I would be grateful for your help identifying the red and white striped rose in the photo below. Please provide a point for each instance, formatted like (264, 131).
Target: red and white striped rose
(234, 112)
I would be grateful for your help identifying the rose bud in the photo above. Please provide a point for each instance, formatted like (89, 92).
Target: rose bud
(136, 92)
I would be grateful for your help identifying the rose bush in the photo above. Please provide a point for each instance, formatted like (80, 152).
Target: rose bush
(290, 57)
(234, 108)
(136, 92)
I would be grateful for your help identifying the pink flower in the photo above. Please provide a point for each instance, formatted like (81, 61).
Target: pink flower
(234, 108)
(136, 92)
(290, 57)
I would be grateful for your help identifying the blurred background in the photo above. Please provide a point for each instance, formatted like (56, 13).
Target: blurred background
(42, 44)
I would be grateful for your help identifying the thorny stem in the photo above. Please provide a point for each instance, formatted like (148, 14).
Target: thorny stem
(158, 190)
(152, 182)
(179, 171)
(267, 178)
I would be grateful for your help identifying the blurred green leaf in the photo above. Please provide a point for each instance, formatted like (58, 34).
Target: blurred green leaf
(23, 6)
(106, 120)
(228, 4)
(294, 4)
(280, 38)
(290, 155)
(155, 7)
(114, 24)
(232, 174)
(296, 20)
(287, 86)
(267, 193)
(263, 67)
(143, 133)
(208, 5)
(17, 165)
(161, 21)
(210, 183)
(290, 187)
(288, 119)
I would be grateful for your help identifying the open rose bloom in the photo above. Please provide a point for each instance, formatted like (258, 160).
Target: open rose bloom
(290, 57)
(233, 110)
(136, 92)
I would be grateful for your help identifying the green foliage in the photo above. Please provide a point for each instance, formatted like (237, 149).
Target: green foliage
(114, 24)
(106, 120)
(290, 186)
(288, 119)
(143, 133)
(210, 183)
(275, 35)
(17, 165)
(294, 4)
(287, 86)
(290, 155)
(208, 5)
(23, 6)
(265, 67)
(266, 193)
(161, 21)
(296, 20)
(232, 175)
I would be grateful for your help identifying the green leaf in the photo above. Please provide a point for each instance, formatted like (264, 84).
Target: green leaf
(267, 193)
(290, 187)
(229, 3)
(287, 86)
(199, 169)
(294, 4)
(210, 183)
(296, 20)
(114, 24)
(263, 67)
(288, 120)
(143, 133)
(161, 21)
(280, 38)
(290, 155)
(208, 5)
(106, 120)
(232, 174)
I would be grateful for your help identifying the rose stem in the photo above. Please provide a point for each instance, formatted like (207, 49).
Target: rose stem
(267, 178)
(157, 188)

...

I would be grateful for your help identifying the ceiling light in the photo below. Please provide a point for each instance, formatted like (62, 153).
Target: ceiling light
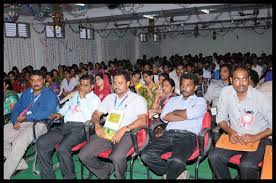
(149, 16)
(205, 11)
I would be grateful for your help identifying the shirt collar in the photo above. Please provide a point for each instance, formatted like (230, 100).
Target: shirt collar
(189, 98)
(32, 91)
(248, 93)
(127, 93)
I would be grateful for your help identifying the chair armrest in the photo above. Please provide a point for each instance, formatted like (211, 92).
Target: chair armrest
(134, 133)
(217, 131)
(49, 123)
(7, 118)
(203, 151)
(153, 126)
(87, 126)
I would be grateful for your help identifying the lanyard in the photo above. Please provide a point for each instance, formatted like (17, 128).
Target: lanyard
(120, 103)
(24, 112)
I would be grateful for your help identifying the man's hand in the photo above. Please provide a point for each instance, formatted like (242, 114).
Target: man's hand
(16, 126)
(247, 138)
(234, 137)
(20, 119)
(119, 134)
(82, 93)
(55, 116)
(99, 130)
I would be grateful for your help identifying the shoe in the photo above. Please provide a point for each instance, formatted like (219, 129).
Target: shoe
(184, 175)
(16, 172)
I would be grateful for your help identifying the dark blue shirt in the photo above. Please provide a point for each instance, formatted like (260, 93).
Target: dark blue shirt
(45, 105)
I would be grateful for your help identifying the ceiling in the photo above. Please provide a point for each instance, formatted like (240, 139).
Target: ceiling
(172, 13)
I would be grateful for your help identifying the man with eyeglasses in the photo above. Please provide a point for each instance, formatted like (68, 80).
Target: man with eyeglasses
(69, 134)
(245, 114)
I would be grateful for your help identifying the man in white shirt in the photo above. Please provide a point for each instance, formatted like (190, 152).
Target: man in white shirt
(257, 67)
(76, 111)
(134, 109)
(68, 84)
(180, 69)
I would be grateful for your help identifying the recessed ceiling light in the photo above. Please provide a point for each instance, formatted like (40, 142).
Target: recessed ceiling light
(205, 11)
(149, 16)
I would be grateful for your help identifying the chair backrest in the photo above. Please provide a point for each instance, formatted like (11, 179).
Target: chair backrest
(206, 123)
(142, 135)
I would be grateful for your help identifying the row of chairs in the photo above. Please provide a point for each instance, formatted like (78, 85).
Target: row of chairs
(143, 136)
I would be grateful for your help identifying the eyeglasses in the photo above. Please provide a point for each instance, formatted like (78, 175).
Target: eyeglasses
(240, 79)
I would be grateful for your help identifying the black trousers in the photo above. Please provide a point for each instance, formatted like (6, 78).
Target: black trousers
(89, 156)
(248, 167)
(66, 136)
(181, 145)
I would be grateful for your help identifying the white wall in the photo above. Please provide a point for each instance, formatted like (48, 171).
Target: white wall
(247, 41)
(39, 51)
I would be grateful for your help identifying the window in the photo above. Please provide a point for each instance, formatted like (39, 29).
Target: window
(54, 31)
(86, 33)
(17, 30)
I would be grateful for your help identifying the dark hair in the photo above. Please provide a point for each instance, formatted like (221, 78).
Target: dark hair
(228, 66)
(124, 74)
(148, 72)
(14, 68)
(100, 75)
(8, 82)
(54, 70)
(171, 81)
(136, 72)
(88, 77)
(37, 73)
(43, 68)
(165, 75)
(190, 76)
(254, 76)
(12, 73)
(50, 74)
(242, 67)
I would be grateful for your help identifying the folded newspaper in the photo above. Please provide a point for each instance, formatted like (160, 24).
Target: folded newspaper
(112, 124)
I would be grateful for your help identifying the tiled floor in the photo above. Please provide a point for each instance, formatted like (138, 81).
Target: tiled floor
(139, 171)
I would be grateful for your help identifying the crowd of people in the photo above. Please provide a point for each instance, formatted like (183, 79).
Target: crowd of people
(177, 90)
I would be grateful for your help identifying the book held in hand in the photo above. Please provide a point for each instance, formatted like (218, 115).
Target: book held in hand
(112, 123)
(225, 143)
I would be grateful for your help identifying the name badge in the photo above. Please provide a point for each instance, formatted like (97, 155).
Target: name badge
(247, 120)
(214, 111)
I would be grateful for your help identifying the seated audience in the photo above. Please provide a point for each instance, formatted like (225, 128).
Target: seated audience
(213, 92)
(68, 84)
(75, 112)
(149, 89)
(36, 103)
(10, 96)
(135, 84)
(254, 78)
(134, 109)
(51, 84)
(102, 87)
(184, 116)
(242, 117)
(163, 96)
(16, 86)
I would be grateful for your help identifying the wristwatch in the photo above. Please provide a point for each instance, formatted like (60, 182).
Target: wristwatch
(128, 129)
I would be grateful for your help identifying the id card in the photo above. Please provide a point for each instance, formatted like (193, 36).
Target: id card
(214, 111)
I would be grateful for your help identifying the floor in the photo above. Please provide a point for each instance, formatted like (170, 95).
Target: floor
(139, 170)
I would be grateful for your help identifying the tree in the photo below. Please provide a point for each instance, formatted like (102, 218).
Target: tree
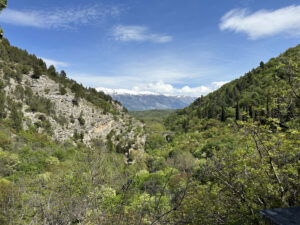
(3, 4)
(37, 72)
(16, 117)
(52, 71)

--

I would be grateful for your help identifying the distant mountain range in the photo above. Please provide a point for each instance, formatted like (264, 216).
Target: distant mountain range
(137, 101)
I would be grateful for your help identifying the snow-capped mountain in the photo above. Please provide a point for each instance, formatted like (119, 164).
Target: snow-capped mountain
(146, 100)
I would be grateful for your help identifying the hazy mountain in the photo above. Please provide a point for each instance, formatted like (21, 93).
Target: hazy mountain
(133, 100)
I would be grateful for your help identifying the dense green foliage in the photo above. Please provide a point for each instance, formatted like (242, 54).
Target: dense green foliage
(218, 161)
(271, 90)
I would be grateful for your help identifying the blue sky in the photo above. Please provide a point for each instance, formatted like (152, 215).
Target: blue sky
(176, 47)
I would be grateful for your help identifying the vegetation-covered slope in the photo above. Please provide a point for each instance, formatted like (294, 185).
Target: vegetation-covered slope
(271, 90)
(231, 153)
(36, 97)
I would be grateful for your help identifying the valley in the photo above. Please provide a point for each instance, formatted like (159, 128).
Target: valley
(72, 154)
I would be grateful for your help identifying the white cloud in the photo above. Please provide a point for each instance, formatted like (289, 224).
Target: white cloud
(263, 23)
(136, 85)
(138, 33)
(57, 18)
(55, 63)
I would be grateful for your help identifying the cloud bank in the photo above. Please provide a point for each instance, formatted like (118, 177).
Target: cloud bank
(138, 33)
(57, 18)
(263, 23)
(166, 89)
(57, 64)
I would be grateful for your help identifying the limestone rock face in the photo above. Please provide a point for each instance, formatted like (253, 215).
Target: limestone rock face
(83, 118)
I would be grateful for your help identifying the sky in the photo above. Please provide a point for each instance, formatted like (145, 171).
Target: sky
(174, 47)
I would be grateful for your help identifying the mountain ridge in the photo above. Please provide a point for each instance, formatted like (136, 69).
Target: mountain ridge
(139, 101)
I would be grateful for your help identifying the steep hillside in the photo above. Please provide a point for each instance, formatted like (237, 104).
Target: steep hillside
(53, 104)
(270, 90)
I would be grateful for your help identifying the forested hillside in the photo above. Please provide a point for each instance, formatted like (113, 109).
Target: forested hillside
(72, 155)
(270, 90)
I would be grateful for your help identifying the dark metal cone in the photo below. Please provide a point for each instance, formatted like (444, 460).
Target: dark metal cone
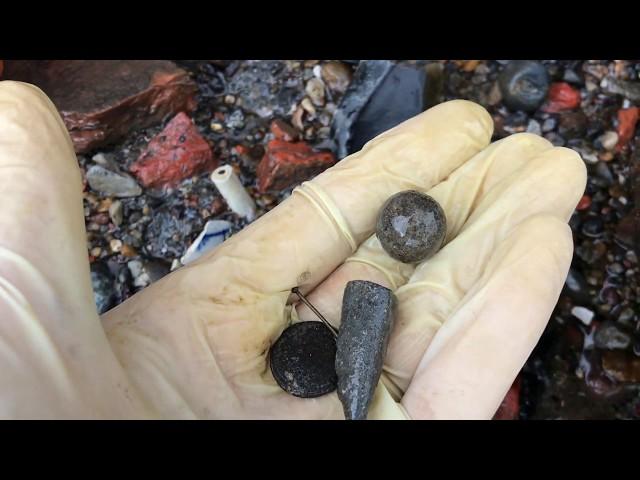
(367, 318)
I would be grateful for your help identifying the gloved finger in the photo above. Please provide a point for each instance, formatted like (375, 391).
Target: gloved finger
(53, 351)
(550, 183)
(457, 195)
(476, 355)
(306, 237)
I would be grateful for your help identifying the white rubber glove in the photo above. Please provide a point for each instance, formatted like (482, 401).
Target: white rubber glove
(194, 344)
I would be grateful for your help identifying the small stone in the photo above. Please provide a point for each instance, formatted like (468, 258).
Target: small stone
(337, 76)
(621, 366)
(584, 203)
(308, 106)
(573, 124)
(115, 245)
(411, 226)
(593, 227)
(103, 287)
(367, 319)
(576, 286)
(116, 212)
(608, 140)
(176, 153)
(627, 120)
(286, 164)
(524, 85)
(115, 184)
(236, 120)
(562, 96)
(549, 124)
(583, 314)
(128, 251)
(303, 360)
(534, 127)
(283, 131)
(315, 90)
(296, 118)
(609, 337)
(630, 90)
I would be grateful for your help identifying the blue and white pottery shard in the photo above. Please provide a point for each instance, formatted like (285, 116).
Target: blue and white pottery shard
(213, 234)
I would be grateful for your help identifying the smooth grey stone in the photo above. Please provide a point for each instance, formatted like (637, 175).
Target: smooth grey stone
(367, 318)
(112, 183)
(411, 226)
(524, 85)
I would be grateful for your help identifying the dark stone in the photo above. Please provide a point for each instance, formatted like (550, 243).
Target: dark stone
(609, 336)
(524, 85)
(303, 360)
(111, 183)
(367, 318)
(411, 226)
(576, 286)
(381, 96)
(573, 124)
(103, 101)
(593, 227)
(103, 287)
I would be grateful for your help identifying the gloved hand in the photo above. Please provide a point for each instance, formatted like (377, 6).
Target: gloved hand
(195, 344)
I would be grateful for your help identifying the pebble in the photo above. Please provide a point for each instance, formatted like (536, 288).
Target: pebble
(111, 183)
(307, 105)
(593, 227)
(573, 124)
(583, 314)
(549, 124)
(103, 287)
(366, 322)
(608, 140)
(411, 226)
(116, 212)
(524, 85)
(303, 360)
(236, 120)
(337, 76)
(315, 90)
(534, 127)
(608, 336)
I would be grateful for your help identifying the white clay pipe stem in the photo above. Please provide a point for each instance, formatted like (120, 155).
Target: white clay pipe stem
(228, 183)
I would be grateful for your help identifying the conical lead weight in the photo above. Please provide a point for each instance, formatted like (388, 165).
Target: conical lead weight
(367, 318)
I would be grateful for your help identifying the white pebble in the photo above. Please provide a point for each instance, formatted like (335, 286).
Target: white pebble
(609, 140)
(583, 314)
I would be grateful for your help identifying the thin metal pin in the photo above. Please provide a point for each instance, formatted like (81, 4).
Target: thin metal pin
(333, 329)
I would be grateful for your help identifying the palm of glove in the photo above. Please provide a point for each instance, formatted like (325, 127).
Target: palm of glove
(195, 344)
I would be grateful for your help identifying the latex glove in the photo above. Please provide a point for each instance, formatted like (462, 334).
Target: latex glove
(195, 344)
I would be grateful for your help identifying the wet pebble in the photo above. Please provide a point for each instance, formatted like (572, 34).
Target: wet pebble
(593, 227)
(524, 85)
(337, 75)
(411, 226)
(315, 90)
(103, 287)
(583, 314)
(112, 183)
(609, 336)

ABOUT THIS TASK: In the listing above, find the line holding "I would be grateful for your help identifying the red" and the line holding "like (56, 13).", then output those two lines and every line between them exactly.

EXPECTED ANSWER:
I would be grateful for your help identifying the red and white striped rose in the photo below. Please provide a point for each instance, formatted like (264, 131).
Target: red and white striped rose
(234, 112)
I would be grateful for your help identifying the rose bud in the photo above. Please provide a point for each instance, formatted like (89, 92).
Target: rose bud
(136, 92)
I would be grateful for your help identifying the rose bush in the photo above. Please provide a point for each instance, formatted like (80, 152).
Target: rose bush
(290, 57)
(234, 108)
(136, 92)
I would be grateful for your help identifying the pink flower in the photo above. Please provide a point for each instance, formatted like (81, 61).
Target: pink flower
(234, 108)
(136, 92)
(290, 57)
I would be grateful for your help identifying the blurred background in the photo above. Please provide a point for each instance, formatted like (56, 13).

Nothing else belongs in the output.